RECORDS TO USE |

==========

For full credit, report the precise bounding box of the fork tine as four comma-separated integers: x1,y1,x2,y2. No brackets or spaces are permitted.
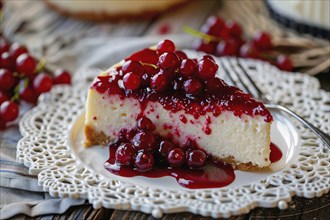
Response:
221,58,253,94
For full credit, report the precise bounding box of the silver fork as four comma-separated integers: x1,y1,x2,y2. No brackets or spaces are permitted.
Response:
221,58,330,149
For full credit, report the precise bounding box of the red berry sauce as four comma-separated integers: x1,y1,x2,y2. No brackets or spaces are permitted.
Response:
92,40,281,189
92,43,272,122
104,143,282,189
104,145,235,189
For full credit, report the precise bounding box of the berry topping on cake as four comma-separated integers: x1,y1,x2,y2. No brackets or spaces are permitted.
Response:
85,39,272,184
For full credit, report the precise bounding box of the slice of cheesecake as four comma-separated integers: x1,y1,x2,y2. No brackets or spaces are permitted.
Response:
85,40,272,170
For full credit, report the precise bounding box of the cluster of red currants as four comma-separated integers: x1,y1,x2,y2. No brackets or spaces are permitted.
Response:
110,117,208,172
0,37,71,130
191,16,293,71
121,40,224,95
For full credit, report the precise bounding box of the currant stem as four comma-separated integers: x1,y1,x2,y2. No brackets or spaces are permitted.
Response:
36,58,47,73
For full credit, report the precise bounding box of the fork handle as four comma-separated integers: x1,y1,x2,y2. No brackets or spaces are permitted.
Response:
265,104,330,149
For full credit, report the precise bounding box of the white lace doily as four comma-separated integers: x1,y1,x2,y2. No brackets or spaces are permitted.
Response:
17,55,330,218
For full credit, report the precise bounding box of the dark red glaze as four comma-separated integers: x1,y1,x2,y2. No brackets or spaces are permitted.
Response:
104,140,282,189
269,143,283,163
92,49,272,122
104,146,235,189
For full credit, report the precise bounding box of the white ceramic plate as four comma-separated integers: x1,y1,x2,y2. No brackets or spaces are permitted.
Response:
17,42,330,217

==========

TASK TO CARRY OUT | Rewrite all of the data above with every instance of "precise" changed to "exact" and everything else left as it stands. Omit the pictures from the rewritten version.

RESPONSE FOR THIS EXERCISE |
For full credit, report the exact bounding box of the fork tine as four comma-separated integers: x1,y1,x2,y2. No brackets or spaces are permitted.
Response:
221,58,253,94
For full credit, report the exact bounding box of the silver fork as four comma-separated integers: x1,y1,x2,y2. No brackets or spaces are permitted.
Response:
221,58,330,149
For full credit, report the exact bounding box of the red berry sauce as four comma-separated integers: x1,y1,x2,y2. No brackets or spaces are permitted.
Response:
92,40,281,189
92,43,272,122
104,143,282,189
104,145,235,189
For full credit, report the exact bounding box of the berry topping on cake as four comma-separated integers: x1,y1,x2,y2. No brackets or spaces are permitted.
Response:
85,39,272,184
For full credit, report the exact bounding box of the slice of cheesecake as four comma-separated integers: x1,y1,x2,y2. No brackets or spaces are permitted.
Response:
85,40,272,170
For full credit, report the exact bounding box of the cluster of red currants as four comma-separated integers: x1,y1,x2,y2. No brackets or spaces are permitted.
Response:
110,117,208,172
0,37,71,130
191,16,293,71
121,40,224,95
For full credit, report the exact bounding box of the currant stem as four comma-separated integers: x1,y1,x2,y2. No brackets or spaces are permitted.
Response:
36,58,47,73
For full credit, report the exact bounding box of the fork handle as four comma-separated integers: x1,y1,x2,y2. No brackets or spaces are permitted.
Response:
265,104,330,149
For full credit, report the exact bounding box of the white lace doily as four comma-separated integers: x1,y1,x2,y2. No brackets or spaces are permitted.
Response:
17,55,330,218
For full credit, report the exact bounding box of the dark red glaze as four comma-separated integers: x1,y1,x2,y2. No brackets or spaces are permitted.
Response:
104,140,282,189
269,143,283,163
92,49,272,122
104,146,235,189
For full credit, report the exact bounding box of the white ceramic plate as four comma-separated integers: x1,y1,x2,y2. No brackets or spaces are permitted.
Response:
17,42,330,217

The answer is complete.